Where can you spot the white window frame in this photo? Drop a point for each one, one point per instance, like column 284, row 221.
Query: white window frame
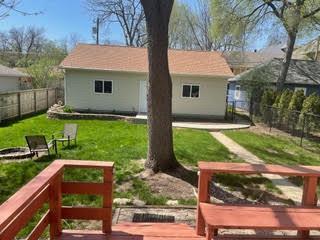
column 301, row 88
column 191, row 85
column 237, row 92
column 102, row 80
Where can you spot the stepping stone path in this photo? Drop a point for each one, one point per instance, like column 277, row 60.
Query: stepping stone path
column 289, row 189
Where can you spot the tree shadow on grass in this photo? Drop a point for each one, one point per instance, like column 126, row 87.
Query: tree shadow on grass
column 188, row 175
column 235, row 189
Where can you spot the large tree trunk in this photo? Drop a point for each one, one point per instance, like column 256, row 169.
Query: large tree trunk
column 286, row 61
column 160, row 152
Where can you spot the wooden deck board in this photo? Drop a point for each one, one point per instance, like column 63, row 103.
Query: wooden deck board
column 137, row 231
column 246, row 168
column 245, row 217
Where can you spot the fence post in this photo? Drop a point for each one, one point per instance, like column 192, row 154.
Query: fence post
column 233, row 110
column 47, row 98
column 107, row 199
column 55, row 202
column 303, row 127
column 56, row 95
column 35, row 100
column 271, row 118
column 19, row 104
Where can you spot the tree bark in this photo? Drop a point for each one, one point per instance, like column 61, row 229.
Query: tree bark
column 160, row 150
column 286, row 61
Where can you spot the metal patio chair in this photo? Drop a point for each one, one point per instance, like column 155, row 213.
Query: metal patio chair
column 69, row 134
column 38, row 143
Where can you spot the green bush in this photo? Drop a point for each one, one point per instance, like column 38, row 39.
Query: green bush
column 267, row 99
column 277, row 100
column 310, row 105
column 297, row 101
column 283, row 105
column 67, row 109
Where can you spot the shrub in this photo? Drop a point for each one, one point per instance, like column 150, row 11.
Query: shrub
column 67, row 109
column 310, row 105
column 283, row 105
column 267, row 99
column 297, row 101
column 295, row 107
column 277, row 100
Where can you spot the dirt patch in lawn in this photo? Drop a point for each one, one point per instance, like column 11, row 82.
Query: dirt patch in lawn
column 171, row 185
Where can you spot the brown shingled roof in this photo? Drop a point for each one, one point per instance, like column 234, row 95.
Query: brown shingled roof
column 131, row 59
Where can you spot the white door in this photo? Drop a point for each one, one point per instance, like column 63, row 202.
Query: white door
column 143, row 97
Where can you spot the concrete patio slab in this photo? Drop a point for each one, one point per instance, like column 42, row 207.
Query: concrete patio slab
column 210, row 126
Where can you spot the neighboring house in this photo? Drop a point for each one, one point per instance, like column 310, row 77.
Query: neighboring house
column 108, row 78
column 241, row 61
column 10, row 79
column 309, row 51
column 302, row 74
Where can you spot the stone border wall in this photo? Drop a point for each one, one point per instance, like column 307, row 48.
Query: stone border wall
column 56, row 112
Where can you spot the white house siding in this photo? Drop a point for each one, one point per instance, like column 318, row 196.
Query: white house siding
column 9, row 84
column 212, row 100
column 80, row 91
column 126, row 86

________________

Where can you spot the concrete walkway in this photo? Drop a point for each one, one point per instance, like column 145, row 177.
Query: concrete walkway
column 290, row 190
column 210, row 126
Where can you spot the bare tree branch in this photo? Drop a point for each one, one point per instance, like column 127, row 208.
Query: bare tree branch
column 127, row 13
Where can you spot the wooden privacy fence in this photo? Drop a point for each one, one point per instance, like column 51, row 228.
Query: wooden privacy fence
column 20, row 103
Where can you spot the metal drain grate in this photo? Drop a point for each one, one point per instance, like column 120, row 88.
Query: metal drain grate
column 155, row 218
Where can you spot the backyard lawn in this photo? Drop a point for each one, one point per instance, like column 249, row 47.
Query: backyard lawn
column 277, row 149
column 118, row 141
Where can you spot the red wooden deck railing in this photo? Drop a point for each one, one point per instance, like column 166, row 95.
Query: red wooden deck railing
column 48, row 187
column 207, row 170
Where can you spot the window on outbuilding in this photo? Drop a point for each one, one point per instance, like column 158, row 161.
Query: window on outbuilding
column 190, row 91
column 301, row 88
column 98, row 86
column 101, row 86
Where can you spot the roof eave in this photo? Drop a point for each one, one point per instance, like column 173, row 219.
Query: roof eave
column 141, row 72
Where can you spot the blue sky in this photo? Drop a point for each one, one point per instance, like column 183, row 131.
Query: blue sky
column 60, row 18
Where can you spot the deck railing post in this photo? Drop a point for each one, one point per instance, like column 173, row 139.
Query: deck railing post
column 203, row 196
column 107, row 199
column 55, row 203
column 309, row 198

________________

- Given instruction -
Quote the items from the line that contains "Where can you spot the fence" through the line that contains "column 143, row 97", reproducing each of those lines character for character.

- Response -
Where can you spot the fence post in this photo? Drop a point for each one, one point per instance, like column 192, row 154.
Query: fence post
column 233, row 110
column 47, row 98
column 107, row 199
column 55, row 202
column 303, row 127
column 56, row 95
column 35, row 100
column 271, row 118
column 19, row 104
Where can you spot the tree bark in this photo? Drop a point for each one, one point per instance, like column 61, row 229.
Query: tree bark
column 160, row 150
column 286, row 61
Where can you spot the metal patio chair in this photo? Drop a point for each one, one point per instance, like column 155, row 213.
Query: metal patio chair
column 69, row 134
column 38, row 143
Where can you spot the green bush in this photo? Drop a point for each one, one point per instance, like column 38, row 39.
Query: green bush
column 267, row 99
column 277, row 100
column 310, row 105
column 297, row 101
column 283, row 105
column 67, row 109
Where can you spot the shrub in this photo? Drop a point for each one, one point per instance, like column 150, row 11.
Query: shrub
column 67, row 109
column 310, row 105
column 283, row 105
column 267, row 99
column 297, row 101
column 295, row 107
column 277, row 100
Where can you spot the dirt patch in lawn in this photo? Drop a point for each one, one point per instance, like column 11, row 82.
Query: dirt patch in lawn
column 171, row 185
Where can you spot the brown shingled roof in this photo? Drop a point for each one, one point per instance, like column 234, row 95.
Query: brown shingled roof
column 131, row 59
Where can you spot the white door in this photo? Drop a point for each one, one point per instance, like column 63, row 202.
Query: white door
column 143, row 97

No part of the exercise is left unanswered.